REQUIREMENT 1 >> Translate this sentence from the blog post on New Jersey's debt and taxes into Spanish: "New Jersey’s pension debacle dates back to the late-1990s when the state stopped contributing to the funds entirely and used the money for operating costs."
REQUIREMENT 2 >> Rewrite everything from "The New York" down to "Jersey’s financial problems." in the blog post on New Jersey's debt and taxes, changing "socialism" to "capitalism".

SOURCE EXCERPT >>
※

The NYT Advises NJ on Debt and Taxation: Keep on Spending and Taxing

 

The New York Times—aka the Walter Duranty Papers[1]has an all-embracing and tortuous history of apologizing for Communism, lost politics relics from the socialist era, and maudlin  laments over lost taxes.  There is no substitute for socialism or one of its nastier congeners so today we are educated on the solution to New Jersey’s financial problems.

 

The Times and its satellite bankrupt ragzines cannot seem to correlate high taxation with the loss of business, fleeing citizens, debt and the rusting of societies. This is a mental disorder.

 

The chimes of times past ring from Maximum Tax John:

 

Gov. Jon Corzine wants to shore up his state’s troubled finances by sharply raising tolls. If he gets his way, the cost of driving most of the turnpike could eventually rise from $5.85 to $48, providing money for both debt reduction and public transportation.” [2]

 

An echo from the graveyard by Snake:

 

In 1993, Clinton campaign strategist James Carville announced that the off-year governor's race in New Jersey between incumbent Democrat Jim Florio -- who had raised taxes in 1989 -- and his challenger Christine Todd Whitman -- who called for a 30 percent across-the-board income-tax cut -- would be the burial ground of Republican advocacy of tax reduction.” [3]

 

This is typical of the form and substance of tautological howling we have learned to expect from the Times. High taxes are the only solution! Well, why not raise taxes in California and New Jersey and Michigan and bail out the auto business and heal the states?

 

Today we read:

 

It was only last year that Gov. Jon Corzine of New Jersey was calling for a major, and hugely unpopular, increase in turnpike tolls. …cut in half the state’s $30 billion budget shortfall, caused in large part by the underfunding of public-employee pension funds.”

 

Now Mr. Corzine is pushing a proposal that in the short term would make the pension problem worse. Unfortunately, given plunging revenues, he has no choice[4]NYT Editorial

Deeper in Debt Published: December 12, 2008 [All quotes references this link in this blog unless otherwise noted. [Emphasis is mine in all quotes.]

 

Let us see if the Times, near bankruptcy itself, can wonder if salaries for public employees are too high and that benefits are astronomical and that the ‘government’ in NJ is a joke in terms of efficiency. Most of this was obvious to me.[5]

 

New Jersey’s pension debacle dates back to the late-1990s when the state stopped contributing to the funds entirely and used the money for operating costs. Politicians told themselves that the funds’ investments in an ever-rising stock market would make up the difference, and they did — until the market dropped a few years later. This fall the funds took another major blow, losing more than a quarter of their value.”

 

And the pensions:

 

We agree with Mr. Corzine that large property-tax increases would strain many homeowners already struggling to pay their mortgages, which could lead to additional foreclosures. He is right to require towns to resume their full pension payments in 2012 when the economy, presumably, will be stronger than it is now.”

 

The state will also have to further increase the turnpike tolls, with the added revenue going to the pension funds. Without tough, and politically difficult policies, New Jersey will never dig out of its debt.”

※

PROVIDED MATERIAL >>

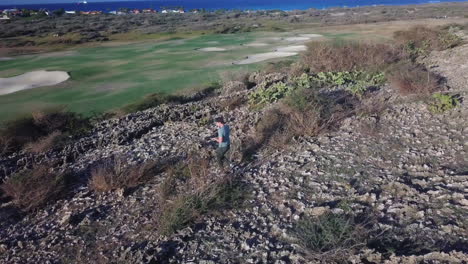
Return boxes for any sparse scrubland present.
[0,4,468,263]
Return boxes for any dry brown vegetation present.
[0,110,91,154]
[388,63,442,96]
[89,157,164,192]
[242,89,353,160]
[23,131,62,154]
[219,95,247,110]
[302,42,404,72]
[1,165,72,211]
[155,153,245,235]
[394,26,462,56]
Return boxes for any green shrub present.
[0,165,72,211]
[311,71,386,96]
[388,62,441,96]
[429,93,461,114]
[301,42,404,72]
[158,180,246,235]
[249,82,295,106]
[0,110,92,154]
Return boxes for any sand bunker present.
[234,52,297,64]
[0,71,70,95]
[276,45,307,52]
[198,47,226,51]
[244,42,268,47]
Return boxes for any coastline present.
[0,0,468,13]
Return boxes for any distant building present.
[80,11,102,15]
[141,8,157,14]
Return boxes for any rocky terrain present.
[0,28,468,263]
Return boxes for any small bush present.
[0,110,92,154]
[158,180,246,235]
[292,213,371,263]
[157,153,246,235]
[311,71,386,97]
[250,89,334,149]
[389,64,442,95]
[249,82,295,106]
[394,26,462,59]
[1,165,72,211]
[302,42,403,73]
[429,93,461,114]
[89,157,162,192]
[24,131,63,154]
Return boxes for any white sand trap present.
[234,52,297,64]
[198,47,226,51]
[276,45,307,52]
[284,37,310,41]
[301,34,323,38]
[0,71,70,95]
[244,42,268,47]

※

EXERCISE SOLUTION 1 >> La debacle de las pensiones de Nueva Jersey se remonta a finales de la década de 1990, cuando el estado dejó por completo de aportar a los fondos y utilizó el dinero para gastos operativos.

EXERCISE SOLUTION 2 >>
The New York Times—aka the Walter Duranty Papers[1]has an all-embracing and tortuous history of apologizing for Communism, lost politics relics from the socialist era, and maudlin  laments over lost taxes.  There is no substitute for capitalism or one of its nastier congeners so today we are educated on the solution to New Jersey’s financial problems.